→ **SET TASKS**
[A] According to the announcement about the co-edited volume, how many chapters does the collection contain?
[B] Copy the passage of the book announcement from "In December, Associate" up to and including "in these economies.".

→ **DOCUMENT EXTRACT**

__________________________________________________

Paul Niell Publishes Co-Edited Volume Architecture & Extraction in the Atlantic World, 1500-1850

Published December 29, 2023

In December, Associate Professor Paul Niell published Architecture and Extraction in the Atlantic World, 1500-1850 (Routledge, 2023), a volume he co-edited with architectural historian Luis Gordo-Pelaez of California State University, Fresno. This collection consists of fourteen chapters on diverse aspects of the extraction economies that arose in the early modern Atlantic, from the mining of iron to the trafficking in ice and seal oil. The book critically considers the complex interrelationships that have emerged between architecture and extraction over the centuries, including the role of the built environment in mining, plantation agriculture, and circulation via infrastructure and a vast array of physical networks. The story of architecture and extraction is also the story of Indigenous and African descendant peoples who labored and participated in these economies.

__________________________________________________

→ **PROVIDED INFORMATION**
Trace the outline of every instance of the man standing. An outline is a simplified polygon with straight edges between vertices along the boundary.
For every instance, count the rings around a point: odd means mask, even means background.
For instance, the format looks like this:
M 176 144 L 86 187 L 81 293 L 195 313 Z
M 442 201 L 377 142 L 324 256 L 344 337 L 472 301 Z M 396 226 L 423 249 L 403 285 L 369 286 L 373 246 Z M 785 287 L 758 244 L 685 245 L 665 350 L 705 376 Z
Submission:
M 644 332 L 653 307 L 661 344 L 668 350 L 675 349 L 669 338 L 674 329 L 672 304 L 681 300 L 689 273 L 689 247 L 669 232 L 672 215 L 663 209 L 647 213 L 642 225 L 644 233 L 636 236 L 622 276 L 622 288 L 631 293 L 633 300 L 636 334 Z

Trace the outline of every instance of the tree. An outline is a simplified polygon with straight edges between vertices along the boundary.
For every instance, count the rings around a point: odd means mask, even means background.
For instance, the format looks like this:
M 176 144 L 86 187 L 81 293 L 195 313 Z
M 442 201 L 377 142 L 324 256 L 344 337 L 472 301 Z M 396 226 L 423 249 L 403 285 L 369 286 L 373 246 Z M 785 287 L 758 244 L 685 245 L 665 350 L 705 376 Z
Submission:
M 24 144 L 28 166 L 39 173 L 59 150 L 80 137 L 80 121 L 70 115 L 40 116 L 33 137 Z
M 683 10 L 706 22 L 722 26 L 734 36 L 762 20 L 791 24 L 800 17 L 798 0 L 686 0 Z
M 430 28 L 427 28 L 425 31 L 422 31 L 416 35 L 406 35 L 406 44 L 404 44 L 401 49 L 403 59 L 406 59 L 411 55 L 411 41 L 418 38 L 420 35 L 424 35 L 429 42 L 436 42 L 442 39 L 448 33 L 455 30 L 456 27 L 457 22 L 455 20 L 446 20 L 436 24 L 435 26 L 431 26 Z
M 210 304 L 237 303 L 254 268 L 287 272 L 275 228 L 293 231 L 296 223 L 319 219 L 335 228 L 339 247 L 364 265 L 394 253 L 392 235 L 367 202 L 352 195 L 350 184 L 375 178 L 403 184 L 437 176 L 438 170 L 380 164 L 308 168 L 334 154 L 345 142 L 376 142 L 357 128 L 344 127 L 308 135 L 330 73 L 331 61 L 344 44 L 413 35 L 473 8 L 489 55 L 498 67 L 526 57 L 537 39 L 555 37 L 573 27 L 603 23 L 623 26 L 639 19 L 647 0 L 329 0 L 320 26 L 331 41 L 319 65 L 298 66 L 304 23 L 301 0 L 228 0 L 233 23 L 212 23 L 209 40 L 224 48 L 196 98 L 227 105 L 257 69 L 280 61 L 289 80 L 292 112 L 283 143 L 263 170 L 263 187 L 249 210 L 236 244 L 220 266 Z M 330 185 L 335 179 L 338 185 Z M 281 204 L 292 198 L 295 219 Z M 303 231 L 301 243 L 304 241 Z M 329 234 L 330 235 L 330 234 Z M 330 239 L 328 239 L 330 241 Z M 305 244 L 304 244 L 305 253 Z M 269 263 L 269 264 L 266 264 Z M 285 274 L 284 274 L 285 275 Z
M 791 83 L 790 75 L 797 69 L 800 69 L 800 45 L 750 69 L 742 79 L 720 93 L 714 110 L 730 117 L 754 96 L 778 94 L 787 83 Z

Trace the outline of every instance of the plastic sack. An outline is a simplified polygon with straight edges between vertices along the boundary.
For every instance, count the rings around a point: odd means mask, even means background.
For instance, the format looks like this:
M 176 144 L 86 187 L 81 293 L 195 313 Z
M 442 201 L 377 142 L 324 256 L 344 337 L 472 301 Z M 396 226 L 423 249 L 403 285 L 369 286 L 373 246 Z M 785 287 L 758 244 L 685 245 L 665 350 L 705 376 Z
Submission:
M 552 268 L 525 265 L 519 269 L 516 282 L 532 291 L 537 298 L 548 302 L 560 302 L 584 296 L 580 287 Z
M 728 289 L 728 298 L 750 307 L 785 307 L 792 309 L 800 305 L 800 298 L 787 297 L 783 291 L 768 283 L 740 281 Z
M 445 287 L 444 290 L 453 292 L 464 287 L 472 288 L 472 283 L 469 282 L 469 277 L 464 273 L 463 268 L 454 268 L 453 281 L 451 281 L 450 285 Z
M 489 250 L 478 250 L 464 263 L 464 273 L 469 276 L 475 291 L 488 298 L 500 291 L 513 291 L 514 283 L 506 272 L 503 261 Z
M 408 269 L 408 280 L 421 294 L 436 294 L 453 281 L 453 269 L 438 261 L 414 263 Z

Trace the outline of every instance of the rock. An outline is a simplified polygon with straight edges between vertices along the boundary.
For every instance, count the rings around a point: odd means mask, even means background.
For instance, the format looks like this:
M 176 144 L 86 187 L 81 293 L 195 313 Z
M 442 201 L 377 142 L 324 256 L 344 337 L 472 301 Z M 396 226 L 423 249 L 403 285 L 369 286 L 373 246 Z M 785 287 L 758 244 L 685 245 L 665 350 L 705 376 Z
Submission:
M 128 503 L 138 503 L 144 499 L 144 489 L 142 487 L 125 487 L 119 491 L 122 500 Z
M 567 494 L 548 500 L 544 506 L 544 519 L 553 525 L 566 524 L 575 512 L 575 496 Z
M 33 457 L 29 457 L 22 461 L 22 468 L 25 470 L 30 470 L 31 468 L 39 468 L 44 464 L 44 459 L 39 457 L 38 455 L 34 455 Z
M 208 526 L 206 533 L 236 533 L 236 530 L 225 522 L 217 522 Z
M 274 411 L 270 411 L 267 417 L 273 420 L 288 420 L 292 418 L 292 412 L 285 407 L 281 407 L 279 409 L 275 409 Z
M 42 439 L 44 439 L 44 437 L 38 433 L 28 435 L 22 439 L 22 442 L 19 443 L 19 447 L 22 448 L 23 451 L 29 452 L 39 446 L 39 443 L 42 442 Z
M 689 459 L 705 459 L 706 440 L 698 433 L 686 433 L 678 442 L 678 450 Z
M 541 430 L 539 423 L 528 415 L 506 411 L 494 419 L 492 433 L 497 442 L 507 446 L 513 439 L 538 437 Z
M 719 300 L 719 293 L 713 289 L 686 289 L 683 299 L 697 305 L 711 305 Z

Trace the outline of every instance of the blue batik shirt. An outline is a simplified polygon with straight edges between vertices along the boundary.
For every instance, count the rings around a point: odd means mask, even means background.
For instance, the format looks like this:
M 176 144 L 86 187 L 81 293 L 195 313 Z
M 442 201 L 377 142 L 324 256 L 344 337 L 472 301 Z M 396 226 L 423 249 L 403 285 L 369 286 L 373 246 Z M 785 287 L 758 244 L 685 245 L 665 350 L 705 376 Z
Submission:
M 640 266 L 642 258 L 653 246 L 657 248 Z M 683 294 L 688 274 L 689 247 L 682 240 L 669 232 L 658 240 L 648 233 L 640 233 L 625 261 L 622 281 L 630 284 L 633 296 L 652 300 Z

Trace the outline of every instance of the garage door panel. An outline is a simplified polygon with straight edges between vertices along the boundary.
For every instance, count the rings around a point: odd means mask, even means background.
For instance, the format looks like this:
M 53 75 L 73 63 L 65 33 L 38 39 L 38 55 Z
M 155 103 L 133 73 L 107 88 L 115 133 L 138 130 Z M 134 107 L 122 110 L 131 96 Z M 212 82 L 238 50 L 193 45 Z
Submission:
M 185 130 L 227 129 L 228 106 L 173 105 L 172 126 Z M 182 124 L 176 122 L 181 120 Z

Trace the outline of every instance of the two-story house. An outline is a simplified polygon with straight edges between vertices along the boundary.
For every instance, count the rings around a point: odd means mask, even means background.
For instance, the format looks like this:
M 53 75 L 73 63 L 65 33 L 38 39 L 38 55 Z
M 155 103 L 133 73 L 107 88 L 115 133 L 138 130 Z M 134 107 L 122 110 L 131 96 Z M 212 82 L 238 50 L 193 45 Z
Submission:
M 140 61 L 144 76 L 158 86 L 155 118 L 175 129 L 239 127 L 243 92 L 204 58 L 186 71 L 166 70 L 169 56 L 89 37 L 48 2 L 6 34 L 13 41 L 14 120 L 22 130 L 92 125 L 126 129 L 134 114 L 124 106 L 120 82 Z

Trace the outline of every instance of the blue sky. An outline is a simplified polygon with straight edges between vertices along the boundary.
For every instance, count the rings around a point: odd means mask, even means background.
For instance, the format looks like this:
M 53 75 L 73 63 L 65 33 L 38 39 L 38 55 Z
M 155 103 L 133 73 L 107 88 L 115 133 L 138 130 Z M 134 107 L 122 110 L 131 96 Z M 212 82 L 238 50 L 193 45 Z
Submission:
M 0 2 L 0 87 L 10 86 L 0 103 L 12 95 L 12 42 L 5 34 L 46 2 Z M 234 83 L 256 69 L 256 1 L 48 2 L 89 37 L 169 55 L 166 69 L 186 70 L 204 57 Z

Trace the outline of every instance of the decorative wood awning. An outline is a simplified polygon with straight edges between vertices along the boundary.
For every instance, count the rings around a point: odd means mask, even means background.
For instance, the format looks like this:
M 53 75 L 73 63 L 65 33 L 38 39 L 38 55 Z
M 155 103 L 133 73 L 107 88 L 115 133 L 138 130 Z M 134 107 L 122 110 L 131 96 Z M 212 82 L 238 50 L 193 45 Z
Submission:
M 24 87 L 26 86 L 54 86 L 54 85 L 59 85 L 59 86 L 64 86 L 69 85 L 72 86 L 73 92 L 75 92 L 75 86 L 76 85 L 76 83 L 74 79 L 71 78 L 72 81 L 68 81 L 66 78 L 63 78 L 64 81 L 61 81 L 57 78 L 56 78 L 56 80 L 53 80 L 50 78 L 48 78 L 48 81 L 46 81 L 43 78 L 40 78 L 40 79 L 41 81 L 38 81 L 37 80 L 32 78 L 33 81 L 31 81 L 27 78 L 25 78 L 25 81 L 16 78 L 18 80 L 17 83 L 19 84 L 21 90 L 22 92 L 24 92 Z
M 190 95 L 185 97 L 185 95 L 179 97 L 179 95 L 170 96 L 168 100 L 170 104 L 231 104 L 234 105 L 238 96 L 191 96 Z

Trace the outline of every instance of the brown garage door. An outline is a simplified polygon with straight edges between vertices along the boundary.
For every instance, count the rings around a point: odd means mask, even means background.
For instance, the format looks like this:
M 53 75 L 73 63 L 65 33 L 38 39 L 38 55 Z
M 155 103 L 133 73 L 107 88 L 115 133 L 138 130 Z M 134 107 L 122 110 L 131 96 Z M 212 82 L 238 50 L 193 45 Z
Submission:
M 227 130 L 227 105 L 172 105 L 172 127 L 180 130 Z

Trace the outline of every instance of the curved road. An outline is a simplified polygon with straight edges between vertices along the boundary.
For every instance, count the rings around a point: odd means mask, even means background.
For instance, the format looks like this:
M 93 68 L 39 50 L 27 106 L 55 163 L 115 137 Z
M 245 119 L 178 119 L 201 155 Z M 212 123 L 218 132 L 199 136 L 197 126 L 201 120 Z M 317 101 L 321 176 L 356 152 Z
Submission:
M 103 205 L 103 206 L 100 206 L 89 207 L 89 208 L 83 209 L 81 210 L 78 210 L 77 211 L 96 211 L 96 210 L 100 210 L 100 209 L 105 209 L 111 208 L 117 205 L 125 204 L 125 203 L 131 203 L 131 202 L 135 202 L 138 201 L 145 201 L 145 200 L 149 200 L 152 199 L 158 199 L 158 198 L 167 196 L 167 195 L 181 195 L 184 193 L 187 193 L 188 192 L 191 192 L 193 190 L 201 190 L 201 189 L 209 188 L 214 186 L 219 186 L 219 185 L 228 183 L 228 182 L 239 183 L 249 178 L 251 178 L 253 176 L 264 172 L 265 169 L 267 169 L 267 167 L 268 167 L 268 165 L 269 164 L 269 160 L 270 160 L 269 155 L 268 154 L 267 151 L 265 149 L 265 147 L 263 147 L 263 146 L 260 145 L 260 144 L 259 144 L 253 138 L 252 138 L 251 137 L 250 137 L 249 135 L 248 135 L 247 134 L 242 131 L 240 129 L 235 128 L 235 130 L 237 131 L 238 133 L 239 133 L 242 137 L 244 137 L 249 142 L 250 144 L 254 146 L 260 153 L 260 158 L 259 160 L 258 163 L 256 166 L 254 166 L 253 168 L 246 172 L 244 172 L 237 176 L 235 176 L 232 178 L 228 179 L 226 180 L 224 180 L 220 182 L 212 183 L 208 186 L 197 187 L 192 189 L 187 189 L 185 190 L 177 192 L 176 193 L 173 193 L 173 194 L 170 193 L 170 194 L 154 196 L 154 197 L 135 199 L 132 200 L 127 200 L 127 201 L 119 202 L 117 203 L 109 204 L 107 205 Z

__________________________________________________

→ **OUTPUTS FOR THE TASKS**
[A] Fourteen chapters.

[B]
In December, Associate Professor Paul Niell published Architecture and Extraction in the Atlantic World, 1500-1850 (Routledge, 2023), a volume he co-edited with architectural historian Luis Gordo-Pelaez of California State University, Fresno. This collection consists of fourteen chapters on diverse aspects of the extraction economies that arose in the early modern Atlantic, from the mining of iron to the trafficking in ice and seal oil. The book critically considers the complex interrelationships that have emerged between architecture and extraction over the centuries, including the role of the built environment in mining, plantation agriculture, and circulation via infrastructure and a vast array of physical networks. The story of architecture and extraction is also the story of Indigenous and African descendant peoples who labored and participated in these economies.